* _Exercise details_
Filter these entries, keeping only lines that hold the word "white".

(Natural language region descriptions)

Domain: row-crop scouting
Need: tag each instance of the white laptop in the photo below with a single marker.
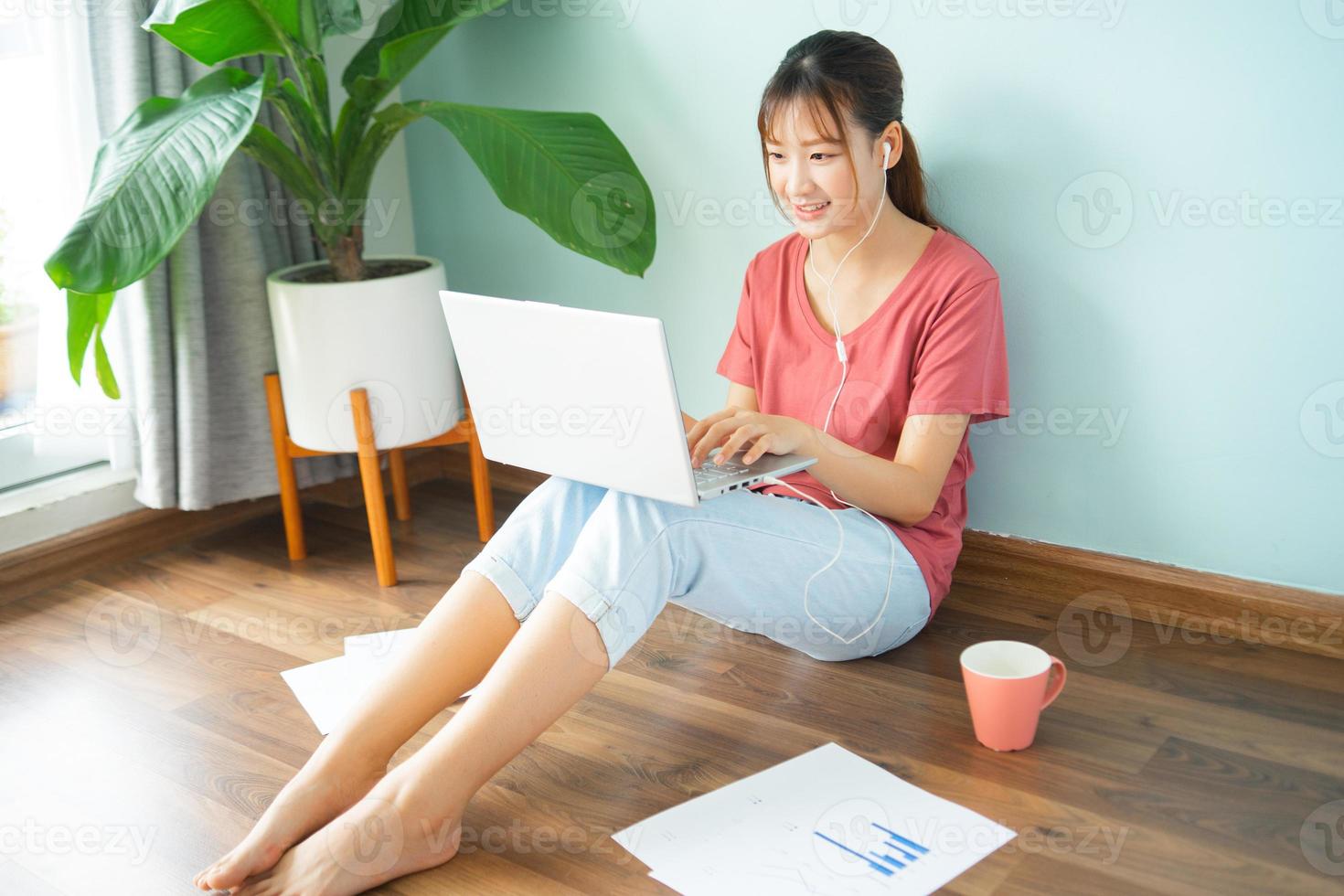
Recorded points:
(585, 395)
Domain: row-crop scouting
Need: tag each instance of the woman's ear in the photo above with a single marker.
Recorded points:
(894, 134)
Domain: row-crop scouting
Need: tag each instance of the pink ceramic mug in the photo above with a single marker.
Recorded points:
(1006, 687)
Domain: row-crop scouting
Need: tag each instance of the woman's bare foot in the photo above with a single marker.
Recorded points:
(322, 790)
(389, 833)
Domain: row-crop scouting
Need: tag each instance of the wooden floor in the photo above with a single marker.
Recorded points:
(1176, 767)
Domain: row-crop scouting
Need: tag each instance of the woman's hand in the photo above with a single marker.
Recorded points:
(732, 427)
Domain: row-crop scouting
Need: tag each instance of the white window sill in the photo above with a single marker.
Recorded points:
(68, 503)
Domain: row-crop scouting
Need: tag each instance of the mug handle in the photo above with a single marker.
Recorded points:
(1060, 681)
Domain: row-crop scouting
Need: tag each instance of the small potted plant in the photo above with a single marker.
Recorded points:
(347, 320)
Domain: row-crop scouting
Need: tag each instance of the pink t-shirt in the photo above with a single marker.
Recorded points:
(934, 347)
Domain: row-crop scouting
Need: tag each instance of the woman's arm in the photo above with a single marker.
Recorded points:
(903, 489)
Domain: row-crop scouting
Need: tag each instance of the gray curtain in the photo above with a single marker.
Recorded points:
(197, 336)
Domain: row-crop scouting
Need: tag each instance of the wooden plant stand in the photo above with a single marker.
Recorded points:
(371, 477)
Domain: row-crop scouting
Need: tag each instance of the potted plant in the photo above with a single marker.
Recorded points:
(347, 320)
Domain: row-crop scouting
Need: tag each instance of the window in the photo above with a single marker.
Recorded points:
(48, 425)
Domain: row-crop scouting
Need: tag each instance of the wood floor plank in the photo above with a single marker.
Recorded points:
(1178, 763)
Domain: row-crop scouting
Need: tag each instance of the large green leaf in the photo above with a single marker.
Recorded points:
(405, 35)
(151, 180)
(563, 171)
(211, 31)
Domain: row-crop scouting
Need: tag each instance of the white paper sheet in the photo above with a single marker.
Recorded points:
(329, 688)
(323, 690)
(823, 822)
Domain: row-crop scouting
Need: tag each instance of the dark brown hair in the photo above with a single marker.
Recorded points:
(851, 77)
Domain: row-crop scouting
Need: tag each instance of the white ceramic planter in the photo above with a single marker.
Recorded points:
(388, 335)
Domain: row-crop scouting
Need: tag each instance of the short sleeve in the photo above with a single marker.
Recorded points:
(963, 366)
(735, 361)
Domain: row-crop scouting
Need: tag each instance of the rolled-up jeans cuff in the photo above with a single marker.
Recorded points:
(508, 581)
(615, 635)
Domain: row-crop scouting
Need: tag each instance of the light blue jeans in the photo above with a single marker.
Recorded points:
(740, 559)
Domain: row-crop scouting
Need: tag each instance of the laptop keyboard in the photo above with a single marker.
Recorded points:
(709, 472)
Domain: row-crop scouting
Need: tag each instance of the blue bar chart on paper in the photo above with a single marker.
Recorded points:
(827, 821)
(882, 859)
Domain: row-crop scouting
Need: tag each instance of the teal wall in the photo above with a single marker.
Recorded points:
(1178, 379)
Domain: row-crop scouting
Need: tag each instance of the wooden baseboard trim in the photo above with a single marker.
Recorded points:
(1166, 595)
(40, 566)
(1172, 598)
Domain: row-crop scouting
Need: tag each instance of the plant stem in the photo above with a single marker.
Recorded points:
(347, 255)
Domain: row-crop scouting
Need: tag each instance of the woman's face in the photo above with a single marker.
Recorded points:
(814, 179)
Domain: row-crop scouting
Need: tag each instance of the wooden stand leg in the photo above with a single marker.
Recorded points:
(481, 488)
(400, 492)
(372, 478)
(285, 470)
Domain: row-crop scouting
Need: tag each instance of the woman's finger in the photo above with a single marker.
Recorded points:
(758, 449)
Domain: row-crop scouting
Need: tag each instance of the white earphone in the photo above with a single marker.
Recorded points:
(844, 369)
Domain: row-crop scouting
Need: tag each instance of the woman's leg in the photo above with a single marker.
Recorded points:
(456, 645)
(631, 555)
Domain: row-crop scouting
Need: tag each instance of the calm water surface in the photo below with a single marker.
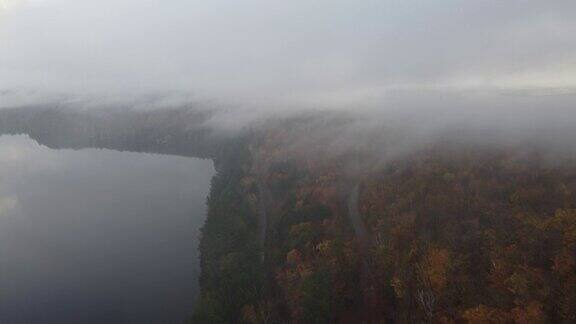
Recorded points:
(96, 236)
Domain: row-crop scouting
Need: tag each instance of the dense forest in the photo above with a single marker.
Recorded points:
(304, 230)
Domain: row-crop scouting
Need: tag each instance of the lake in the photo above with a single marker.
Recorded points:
(97, 236)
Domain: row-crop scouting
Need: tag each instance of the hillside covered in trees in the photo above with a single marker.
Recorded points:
(313, 219)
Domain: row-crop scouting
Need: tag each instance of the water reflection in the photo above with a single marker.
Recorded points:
(96, 236)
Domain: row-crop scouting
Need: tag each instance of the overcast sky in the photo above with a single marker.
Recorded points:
(302, 52)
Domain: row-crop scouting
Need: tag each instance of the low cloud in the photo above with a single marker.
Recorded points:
(287, 55)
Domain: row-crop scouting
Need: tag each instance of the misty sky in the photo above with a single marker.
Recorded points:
(328, 53)
(95, 236)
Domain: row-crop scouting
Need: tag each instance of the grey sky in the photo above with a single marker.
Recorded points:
(328, 53)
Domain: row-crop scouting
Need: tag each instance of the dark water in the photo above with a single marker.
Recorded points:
(96, 236)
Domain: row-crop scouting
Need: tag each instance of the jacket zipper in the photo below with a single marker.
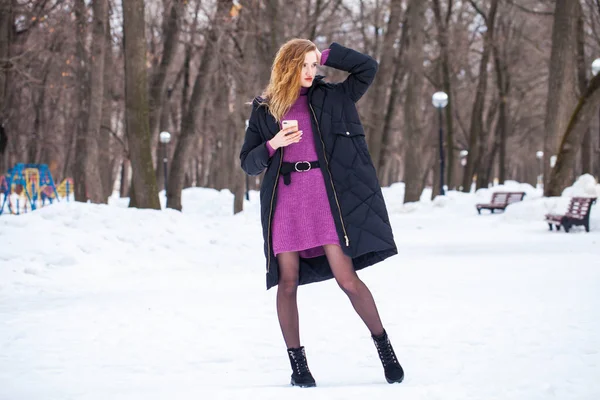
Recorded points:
(271, 213)
(330, 178)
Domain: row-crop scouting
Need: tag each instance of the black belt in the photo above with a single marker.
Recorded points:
(300, 166)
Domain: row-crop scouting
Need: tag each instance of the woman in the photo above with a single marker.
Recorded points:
(322, 211)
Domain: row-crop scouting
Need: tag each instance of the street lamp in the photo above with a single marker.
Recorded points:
(595, 70)
(463, 157)
(540, 155)
(440, 100)
(165, 138)
(247, 176)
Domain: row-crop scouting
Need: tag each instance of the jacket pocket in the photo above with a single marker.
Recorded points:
(351, 138)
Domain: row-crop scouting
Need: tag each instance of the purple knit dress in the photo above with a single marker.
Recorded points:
(302, 221)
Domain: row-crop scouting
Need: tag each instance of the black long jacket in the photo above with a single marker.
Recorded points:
(355, 197)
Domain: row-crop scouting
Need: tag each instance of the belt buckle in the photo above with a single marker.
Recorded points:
(302, 170)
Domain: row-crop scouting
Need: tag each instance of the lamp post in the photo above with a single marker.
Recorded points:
(247, 176)
(440, 100)
(540, 156)
(595, 70)
(165, 138)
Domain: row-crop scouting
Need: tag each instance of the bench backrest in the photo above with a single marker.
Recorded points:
(580, 207)
(507, 197)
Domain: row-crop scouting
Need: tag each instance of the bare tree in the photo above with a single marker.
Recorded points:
(412, 103)
(137, 109)
(381, 86)
(563, 81)
(443, 24)
(184, 144)
(586, 109)
(93, 180)
(476, 130)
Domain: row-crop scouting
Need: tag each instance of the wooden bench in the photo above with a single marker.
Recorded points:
(577, 214)
(501, 200)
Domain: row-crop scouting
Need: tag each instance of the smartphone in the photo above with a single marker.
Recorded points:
(289, 123)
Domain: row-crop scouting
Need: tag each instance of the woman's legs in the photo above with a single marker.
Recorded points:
(287, 307)
(359, 294)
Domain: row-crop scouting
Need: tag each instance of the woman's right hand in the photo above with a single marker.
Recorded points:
(281, 139)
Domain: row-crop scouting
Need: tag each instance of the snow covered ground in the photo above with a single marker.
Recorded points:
(105, 302)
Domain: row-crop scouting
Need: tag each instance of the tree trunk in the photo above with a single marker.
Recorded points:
(79, 168)
(92, 169)
(158, 83)
(442, 25)
(503, 88)
(586, 143)
(412, 104)
(136, 104)
(381, 86)
(6, 28)
(476, 128)
(586, 109)
(104, 142)
(188, 133)
(562, 82)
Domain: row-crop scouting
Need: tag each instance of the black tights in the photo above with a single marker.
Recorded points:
(345, 275)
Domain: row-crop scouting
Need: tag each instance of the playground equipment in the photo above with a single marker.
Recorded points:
(29, 186)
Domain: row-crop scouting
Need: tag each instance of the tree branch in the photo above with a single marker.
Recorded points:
(529, 11)
(479, 10)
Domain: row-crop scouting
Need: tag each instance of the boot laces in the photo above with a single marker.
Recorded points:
(386, 352)
(299, 358)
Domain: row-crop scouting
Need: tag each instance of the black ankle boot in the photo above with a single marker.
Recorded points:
(393, 370)
(301, 375)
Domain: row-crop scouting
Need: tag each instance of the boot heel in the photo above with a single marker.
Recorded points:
(392, 368)
(301, 375)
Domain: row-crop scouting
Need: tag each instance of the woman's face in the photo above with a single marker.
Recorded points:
(309, 69)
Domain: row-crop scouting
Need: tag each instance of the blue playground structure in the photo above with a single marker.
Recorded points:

* _Exercise answer_
Need: tag each instance of the white laptop in the photo below with a single marker.
Need: tag each instance of the white window sill in the photo above with a single marker.
Need: tag each instance of the white paper sheet in the photo above with a single marker.
Need: tag each instance of the white ceramic planter in the photo above with a single marker.
Need: tag each instance of the white earphone in the photo above with a single marker.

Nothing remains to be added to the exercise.